[[ TASK INPUT, beginning ]]
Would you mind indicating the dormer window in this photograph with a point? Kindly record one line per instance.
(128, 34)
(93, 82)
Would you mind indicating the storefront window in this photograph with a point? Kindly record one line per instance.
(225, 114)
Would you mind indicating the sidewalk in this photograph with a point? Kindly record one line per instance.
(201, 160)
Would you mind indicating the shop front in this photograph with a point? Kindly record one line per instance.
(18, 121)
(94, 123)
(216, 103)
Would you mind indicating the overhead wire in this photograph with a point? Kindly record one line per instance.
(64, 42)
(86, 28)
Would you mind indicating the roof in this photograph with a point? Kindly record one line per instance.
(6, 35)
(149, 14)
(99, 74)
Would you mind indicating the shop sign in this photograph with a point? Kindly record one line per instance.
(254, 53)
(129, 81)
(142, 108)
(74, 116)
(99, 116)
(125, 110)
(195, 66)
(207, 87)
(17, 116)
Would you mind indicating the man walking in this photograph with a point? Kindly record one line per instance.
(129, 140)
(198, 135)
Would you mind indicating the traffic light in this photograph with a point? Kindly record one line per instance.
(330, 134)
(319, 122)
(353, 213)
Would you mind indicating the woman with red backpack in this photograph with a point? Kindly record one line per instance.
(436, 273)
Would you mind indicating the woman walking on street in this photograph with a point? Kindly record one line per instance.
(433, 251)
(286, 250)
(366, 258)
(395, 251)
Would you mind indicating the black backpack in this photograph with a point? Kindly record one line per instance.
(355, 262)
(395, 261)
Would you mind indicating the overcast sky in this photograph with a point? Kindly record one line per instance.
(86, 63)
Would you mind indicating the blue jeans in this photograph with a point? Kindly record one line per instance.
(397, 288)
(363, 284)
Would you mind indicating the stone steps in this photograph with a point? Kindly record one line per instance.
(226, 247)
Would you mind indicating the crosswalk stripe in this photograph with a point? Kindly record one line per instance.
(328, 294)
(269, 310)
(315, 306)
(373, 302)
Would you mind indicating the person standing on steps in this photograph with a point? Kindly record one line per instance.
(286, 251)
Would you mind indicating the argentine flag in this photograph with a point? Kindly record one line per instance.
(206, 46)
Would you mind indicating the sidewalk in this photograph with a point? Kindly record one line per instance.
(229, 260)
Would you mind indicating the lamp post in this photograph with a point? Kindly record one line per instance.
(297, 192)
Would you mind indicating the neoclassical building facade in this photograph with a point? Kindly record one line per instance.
[[ TASK INPUT, end ]]
(INSTRUCTIONS TO FOLLOW)
All of the records above are to be set down again exactly.

(TASK ANSWER)
Would you mind indicating the dormer window in this photograph with a point? Kindly record one line per instance.
(128, 34)
(93, 82)
Would you mind indicating the storefront window in this photograph with a point? Kindly record one line per instance.
(225, 114)
Would you mind indicating the sidewalk in this photograph with a point? Kindly record one line per instance.
(201, 160)
Would you mind indicating the shop front in this photograph with a point? Kindly record one line per instance.
(18, 121)
(94, 123)
(216, 103)
Would you mind indicating the overhead wire in this photograph with a point? Kindly record one line per instance.
(64, 42)
(86, 28)
Would you mind indicating the roof in this photograph with a point? Kindly record one line per instance.
(6, 35)
(149, 14)
(99, 74)
Would you mind indicating the shop sign in this photograph with a point? Kindly record one line per instance.
(254, 53)
(129, 81)
(142, 108)
(74, 116)
(99, 116)
(125, 110)
(195, 66)
(207, 87)
(17, 116)
Would you mind indicating the man walking in this photograph with a point? Kindly record one line per instance.
(129, 140)
(198, 135)
Would you mind indicating the traffic light in this photograph with a point? Kindly record one line per instance.
(330, 134)
(319, 122)
(353, 213)
Would you mind indicating the woman with red backpack in this photograph with a point? Kindly record one line per instance.
(436, 273)
Would you mind indicating the woman walking on street in this photograph with a point? Kindly record one line per instance.
(433, 251)
(286, 250)
(366, 258)
(395, 251)
Would you mind indicating the black backpack in this photograph with a point? Kindly record one line per instance.
(355, 262)
(395, 261)
Would you mind indicating the overcast sky in this photograph with a point? Kindly record one line per instance.
(86, 63)
Would you mind indicating the blue jeans in this photograph with a point? Kindly record one line per instance.
(397, 288)
(363, 284)
Would you mind indicating the stone steps in this photograph with a point? Kindly record one line per instance.
(226, 247)
Would you mind indicating the crosswalk stripe in this photograph with a point? Kindly record one line per instance.
(328, 294)
(269, 310)
(315, 306)
(373, 302)
Would you mind indicating the person standing on steps in this photograph with a point? Kindly record one line per instance.
(286, 251)
Would you mind indicating the argentine flag in this photograph with a point? Kindly record one line per instance.
(206, 46)
Would you mind indicating the sidewalk in this photograph with a point? Kindly record one line per instance.
(229, 260)
Would you mind indicating the lamp post in this photograph with a point? Kindly record one line per instance.
(297, 192)
Would you mind indicating the neoclassical building facade in this photograph with a point? Kindly record one line per instance.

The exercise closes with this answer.